◆ PROBLEMS TO SOLVE:
**1)** In the workshop statements of interest, how does Susannah E. Glickman describe herself?
**2)** Please reproduce the workshop statements of interest from "So perhaps we" to "equilibrium; virtual observers.".
**3)** Carry on the workshop statements of interest past their final sentence.

◆ TEXT SECTION:
· · ·
The question of whether a classical or quantum system with short-range interactions can self-organize under equilibrium dynamics is of course related to the question of topologically stabilized passive memory, which is known to be exist in quantum systems with 3 or more dimensions (for classical memory) and 4 or more dimension for quantum memory. Recent work by Matthews, Meklo and Poulin, which I'd like to hear more about at the workshop, suggests that topologically stabilized passive memory may even be possible in classical 3d systems. But the mere existence of stable memory, including even arbitrarily complex "logically deep" topologically stabilized states, is not sufficient if they are so infrequent, among the states visited by the system's dynamics, as to be outnumbered by local partial replicas---Boltzmann brains.
So perhaps we need to give up locality of interaction, undermining familiar notions of space. Could a quantum theory of emergent spacetime give us other kinds of spacetime rich enough to generically produce structures of unbounded logical depth even at equilibrium?
Adam Brown
Statement of Interest: holographic quantum complexity; classical and quantum chaos; the power of systems in thermal but not complexity equilibrium; virtual observers.
Susannah E. Glickman
As a young historian studying the development of quantum information and computing, I hope to get a sense of this cosmological aspect of the field. I am curious to see the kinds of questions and lines of inquiry researchers pursue as well as the means through which they pursue them. I also find this type of theorizing really exciting and interesting. I look forward to participating to the extent I am able remotely.
David Poulin: A three-dimensional self-correcting classical memory?
· · ·
◆ Stored records:

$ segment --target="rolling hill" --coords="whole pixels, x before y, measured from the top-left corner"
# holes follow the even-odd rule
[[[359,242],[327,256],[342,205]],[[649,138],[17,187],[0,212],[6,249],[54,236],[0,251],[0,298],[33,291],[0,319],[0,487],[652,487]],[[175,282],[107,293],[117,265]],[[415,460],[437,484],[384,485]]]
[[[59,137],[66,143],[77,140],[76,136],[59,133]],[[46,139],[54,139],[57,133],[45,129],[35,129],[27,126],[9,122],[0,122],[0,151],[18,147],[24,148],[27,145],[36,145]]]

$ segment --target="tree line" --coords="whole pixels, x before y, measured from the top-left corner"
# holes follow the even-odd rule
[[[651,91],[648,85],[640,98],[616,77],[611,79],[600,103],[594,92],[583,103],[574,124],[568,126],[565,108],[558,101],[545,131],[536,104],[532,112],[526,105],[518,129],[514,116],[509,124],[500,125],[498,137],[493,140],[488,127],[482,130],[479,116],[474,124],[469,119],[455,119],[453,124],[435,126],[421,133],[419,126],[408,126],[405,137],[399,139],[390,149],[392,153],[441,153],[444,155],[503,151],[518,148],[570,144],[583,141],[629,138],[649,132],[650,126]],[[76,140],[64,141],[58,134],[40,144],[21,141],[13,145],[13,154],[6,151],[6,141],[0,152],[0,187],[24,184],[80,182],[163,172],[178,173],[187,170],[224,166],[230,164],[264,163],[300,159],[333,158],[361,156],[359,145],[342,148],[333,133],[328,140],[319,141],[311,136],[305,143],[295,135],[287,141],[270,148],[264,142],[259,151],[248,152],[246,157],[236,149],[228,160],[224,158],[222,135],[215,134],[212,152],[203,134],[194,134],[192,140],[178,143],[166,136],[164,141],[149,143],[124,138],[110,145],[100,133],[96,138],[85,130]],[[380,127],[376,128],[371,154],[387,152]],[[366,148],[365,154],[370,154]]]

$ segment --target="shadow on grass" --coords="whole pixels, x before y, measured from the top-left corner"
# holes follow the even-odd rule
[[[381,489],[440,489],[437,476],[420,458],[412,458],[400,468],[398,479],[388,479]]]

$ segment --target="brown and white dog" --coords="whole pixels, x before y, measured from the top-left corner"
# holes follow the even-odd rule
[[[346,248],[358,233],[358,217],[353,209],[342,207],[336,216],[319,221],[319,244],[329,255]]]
· · ·
◆ RESULTS FOR THE EXERCISE:
**1)** As a young historian studying the development of quantum information and computing.

**2)**
So perhaps we need to give up locality of interaction, undermining familiar notions of space. Could a quantum theory of emergent spacetime give us other kinds of spacetime rich enough to generically produce structures of unbounded logical depth even at equilibrium?
Adam Brown
Statement of Interest: holographic quantum complexity; classical and quantum chaos; the power of systems in thermal but not complexity equilibrium; virtual observers.

**3)**
A self-correcting memory is a passive device that stores information robustly despite fluctuation of its external parameters like temperature, magnetic field, pressure, etc. It is well established that a memory can be stabilized locally using fault-tolerant cellular automaton error correction, but such a dynamical process consumes power. In contrast, a self-correcting memory is stabilized thermodynamically and does not require external power. In particular, we are interested in self-correcting memories that arise from systems composed of localized, bounded degrees of freedom interacting locally.
The prospect of quantum technologies has generated a growing interest for robust quantum memories, and the possibility of conceiving a self-correcting quantum memory in three spatial dimensions or less is being debated. Here, we take a step back and consider the simpler task of conceiving a classical self-correcting memory in three dimensions. We present a simple and well known lattice model and argue that it could serve as a self-correcting memory.
Renato Renner
Do we need to modify quantum theory in order to avoid contradictions in multi-agent scenarios (where each agent uses the theory from their perspective)? If yes, how could such a modification look like?